* _WHAT TO WORK ON_:
Rewrite all of the entries below, putting "integer pixels" wherever "whole pixels" appears and leaving everything else as it is.

Source records:
▽

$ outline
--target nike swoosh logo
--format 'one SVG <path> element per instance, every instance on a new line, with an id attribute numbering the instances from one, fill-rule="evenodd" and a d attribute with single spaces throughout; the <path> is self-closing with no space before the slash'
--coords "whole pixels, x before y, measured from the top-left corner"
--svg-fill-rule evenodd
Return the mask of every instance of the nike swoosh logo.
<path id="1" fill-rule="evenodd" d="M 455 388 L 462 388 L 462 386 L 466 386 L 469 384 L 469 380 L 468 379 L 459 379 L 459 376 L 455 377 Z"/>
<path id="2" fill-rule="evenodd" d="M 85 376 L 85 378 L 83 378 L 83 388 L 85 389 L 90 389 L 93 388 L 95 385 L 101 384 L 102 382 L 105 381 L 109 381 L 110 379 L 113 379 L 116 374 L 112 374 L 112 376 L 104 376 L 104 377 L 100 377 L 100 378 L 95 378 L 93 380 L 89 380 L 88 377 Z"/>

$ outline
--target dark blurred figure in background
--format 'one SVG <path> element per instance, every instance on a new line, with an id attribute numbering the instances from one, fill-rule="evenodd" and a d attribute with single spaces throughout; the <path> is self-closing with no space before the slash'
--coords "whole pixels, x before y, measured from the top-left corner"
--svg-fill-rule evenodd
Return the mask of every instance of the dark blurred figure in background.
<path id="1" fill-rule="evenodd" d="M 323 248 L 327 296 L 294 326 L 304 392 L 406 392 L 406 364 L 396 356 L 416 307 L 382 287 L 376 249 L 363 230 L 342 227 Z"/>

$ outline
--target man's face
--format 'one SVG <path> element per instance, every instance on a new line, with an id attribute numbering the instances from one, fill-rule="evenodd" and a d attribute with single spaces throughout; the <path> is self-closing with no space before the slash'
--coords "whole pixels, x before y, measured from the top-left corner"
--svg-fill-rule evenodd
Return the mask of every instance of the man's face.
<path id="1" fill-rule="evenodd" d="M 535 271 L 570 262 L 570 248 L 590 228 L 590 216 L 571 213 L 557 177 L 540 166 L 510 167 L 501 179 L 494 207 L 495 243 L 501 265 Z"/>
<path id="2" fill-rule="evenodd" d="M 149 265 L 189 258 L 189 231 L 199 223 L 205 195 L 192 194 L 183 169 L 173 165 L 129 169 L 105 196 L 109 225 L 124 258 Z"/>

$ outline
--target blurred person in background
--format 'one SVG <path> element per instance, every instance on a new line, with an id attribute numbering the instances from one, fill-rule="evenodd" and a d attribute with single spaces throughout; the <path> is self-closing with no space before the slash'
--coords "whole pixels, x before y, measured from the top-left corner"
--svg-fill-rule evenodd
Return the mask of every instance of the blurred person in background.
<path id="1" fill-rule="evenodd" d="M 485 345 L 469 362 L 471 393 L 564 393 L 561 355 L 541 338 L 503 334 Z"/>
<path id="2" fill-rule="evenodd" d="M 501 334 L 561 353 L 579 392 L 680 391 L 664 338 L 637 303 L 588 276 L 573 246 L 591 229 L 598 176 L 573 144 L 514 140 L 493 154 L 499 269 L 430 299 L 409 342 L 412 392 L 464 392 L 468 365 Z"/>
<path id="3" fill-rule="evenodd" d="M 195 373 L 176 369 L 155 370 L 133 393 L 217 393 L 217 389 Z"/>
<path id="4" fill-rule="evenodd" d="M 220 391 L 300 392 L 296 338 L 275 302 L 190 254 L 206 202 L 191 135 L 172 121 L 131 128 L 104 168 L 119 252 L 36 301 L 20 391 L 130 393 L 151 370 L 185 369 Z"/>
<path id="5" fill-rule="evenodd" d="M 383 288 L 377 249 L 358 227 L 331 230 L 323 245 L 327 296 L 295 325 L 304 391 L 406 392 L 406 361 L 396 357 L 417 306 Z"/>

△

* _FINAL ANSWER_:
$ outline
--target nike swoosh logo
--format 'one SVG <path> element per instance, every instance on a new line, with an id attribute numbering the instances from one, fill-rule="evenodd" and a d attribute with single spaces throughout; the <path> is self-closing with no space before the slash'
--coords "integer pixels, x before y, measured from the top-left corner"
--svg-fill-rule evenodd
Return the mask of every instance of the nike swoosh logo.
<path id="1" fill-rule="evenodd" d="M 455 388 L 462 388 L 462 386 L 466 386 L 469 384 L 469 380 L 468 379 L 459 379 L 459 376 L 455 377 Z"/>
<path id="2" fill-rule="evenodd" d="M 85 376 L 85 378 L 83 378 L 83 388 L 85 389 L 90 389 L 93 388 L 95 385 L 101 384 L 102 382 L 105 381 L 109 381 L 110 379 L 113 379 L 116 374 L 112 374 L 112 376 L 104 376 L 104 377 L 100 377 L 100 378 L 95 378 L 93 380 L 89 380 L 88 377 Z"/>

$ outline
--target dark blurred figure in background
--format 'one SVG <path> element per instance, every instance on a new line, with an id attribute numbering the instances from one, fill-rule="evenodd" and a d attribute with single spaces throughout; the <path> is self-closing with no space before the slash'
--coords "integer pixels, x before y, measured from the top-left corner"
--svg-fill-rule evenodd
Return the mask of every instance of the dark blurred figure in background.
<path id="1" fill-rule="evenodd" d="M 323 248 L 327 296 L 294 326 L 304 392 L 406 392 L 406 364 L 396 356 L 416 307 L 382 287 L 376 249 L 363 230 L 342 227 Z"/>

$ outline
--target man's face
--format 'one SVG <path> element per instance, every instance on a new line, with an id attribute numbering the instances from one, fill-rule="evenodd" and a d attribute with single spaces throughout; the <path> is self-closing with no space before the slash'
--coords "integer pixels, x before y, measured from the top-left corner"
--svg-fill-rule evenodd
Return the mask of every instance of the man's face.
<path id="1" fill-rule="evenodd" d="M 535 271 L 570 262 L 570 248 L 590 228 L 590 216 L 571 213 L 557 177 L 540 166 L 510 167 L 501 179 L 494 207 L 495 243 L 501 265 Z"/>
<path id="2" fill-rule="evenodd" d="M 149 265 L 189 258 L 189 231 L 199 223 L 205 195 L 192 194 L 183 169 L 173 165 L 129 169 L 105 196 L 109 225 L 124 258 Z"/>

$ outline
--target blurred person in background
--format 'one SVG <path> element per instance, every instance on a new line, with an id attribute numbering the instances from one, fill-rule="evenodd" and a d attribute with single spaces throughout; the <path> is self-closing with no space before the slash'
--coords "integer pixels, x before y, measured from the top-left corner"
--svg-fill-rule evenodd
Return the mask of every instance of the blurred person in background.
<path id="1" fill-rule="evenodd" d="M 485 345 L 469 362 L 471 393 L 564 393 L 561 355 L 541 338 L 503 334 Z"/>
<path id="2" fill-rule="evenodd" d="M 501 334 L 561 353 L 579 392 L 680 391 L 664 338 L 637 303 L 588 276 L 573 246 L 591 229 L 598 176 L 573 144 L 514 140 L 493 154 L 499 269 L 430 299 L 409 342 L 412 392 L 464 392 L 468 365 Z"/>
<path id="3" fill-rule="evenodd" d="M 195 373 L 176 369 L 155 370 L 133 393 L 217 393 L 217 389 Z"/>
<path id="4" fill-rule="evenodd" d="M 220 391 L 300 392 L 296 338 L 275 302 L 190 254 L 206 202 L 191 135 L 172 121 L 131 128 L 104 168 L 119 252 L 36 301 L 20 391 L 130 393 L 151 370 L 185 369 Z"/>
<path id="5" fill-rule="evenodd" d="M 383 288 L 377 249 L 358 227 L 331 230 L 323 245 L 327 296 L 295 325 L 304 391 L 406 392 L 406 361 L 396 357 L 417 306 Z"/>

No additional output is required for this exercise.